• [Document text]
It’s been just over a year since the original Echo landed on UK doormats from Amazon warehouses around the country. If imitation really is the sincerest form of flattery, then Jeff Bezos must be blushing right now. In the intervening 13 months, we’ve seen the release of two Google Home devices and the likes of Apple and Sony announcing their own answers to the question that nobody seemed to be asking 18 months ago.

Time waits for no massive business conglomerate, though, and Amazon is not resting on its laurels. At a recent launch event, the company revealed a boatload of new Echo devices, some with screens and some designed to replace your long-forgotten landline. The influx of devices was so great that the main man – the Echo 2 – was easy to miss in the mix.

Now it’s sat on my desk in front of me, it’s obvious that it wasn’t just the fanfare that was smaller. The Echo 2 is dinkier in every way and, brilliantly, that includes a massive price cut, as Amazon seeks to aggressively place a smart speaker in every home.

• [Written task] Pick up the Echo 2 review where it ends and write the next part.

• [Data rows]
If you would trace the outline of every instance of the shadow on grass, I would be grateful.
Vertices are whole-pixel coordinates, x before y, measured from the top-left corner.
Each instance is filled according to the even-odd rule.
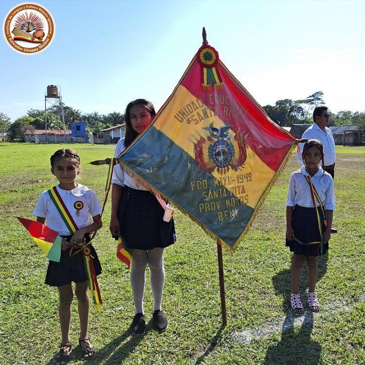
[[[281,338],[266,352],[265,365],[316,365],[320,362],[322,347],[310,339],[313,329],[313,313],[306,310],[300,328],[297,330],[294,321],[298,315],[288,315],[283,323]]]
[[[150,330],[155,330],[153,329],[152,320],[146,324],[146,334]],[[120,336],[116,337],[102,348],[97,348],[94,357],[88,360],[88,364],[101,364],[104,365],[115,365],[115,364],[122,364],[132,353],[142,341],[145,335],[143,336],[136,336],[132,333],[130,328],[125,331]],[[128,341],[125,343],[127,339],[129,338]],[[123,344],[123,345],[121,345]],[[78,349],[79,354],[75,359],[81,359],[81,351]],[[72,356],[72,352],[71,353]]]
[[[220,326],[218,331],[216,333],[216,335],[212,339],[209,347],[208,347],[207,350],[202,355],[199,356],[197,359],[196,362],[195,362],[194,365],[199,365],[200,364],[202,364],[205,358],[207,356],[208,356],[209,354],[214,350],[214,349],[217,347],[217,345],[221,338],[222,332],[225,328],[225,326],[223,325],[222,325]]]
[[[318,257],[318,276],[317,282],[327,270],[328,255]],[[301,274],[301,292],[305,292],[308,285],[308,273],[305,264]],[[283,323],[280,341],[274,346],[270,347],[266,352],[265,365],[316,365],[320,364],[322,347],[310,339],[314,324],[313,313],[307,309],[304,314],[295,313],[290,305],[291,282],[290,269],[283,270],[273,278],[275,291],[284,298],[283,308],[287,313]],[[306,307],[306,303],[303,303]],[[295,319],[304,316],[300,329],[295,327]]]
* * *
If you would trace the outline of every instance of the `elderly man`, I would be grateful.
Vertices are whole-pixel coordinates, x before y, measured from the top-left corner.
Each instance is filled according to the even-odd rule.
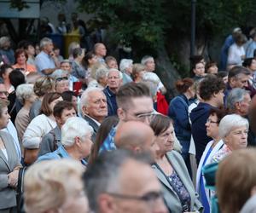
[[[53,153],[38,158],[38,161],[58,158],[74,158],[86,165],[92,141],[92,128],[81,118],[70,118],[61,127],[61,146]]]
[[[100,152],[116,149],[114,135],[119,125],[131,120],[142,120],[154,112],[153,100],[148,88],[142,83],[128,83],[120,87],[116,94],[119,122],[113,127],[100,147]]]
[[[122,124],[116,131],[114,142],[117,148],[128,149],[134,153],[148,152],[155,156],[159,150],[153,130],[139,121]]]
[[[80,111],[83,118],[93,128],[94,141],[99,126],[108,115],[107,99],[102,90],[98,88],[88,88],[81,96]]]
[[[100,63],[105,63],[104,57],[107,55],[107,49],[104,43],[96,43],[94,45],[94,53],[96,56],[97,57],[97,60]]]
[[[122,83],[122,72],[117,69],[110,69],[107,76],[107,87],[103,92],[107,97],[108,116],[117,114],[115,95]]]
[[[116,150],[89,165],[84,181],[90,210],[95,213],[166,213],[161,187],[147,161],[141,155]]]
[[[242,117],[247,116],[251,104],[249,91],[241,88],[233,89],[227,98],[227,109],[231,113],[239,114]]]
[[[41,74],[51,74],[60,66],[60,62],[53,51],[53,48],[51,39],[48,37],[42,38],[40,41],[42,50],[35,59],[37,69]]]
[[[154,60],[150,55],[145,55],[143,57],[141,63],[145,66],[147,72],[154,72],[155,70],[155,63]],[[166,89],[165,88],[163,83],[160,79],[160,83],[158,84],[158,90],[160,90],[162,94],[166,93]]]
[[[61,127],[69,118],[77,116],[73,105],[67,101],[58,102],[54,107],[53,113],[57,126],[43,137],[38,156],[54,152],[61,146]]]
--
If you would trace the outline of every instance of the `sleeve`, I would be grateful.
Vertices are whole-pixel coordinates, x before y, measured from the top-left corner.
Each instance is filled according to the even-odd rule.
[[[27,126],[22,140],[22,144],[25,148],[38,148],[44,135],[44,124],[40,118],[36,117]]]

• [Output of the task]
Amazon Echo 2: Ec-what?

Sorry, I’m perhaps getting ahead of myself. If you know what the Amazon Echo is, then skip ahead to the next section, but I’ll try to be brief.

The Echo is a smart speaker. What that means is that as well as playing your music, audiobooks and podcasts, it can be controlled by the voice and act as a digital assistant. You can talk to the speaker and it will do its best to help you, whether that’s in the form of running through your itinerary, letting you know the weather forecast, getting the latest news briefings or telling you jokes.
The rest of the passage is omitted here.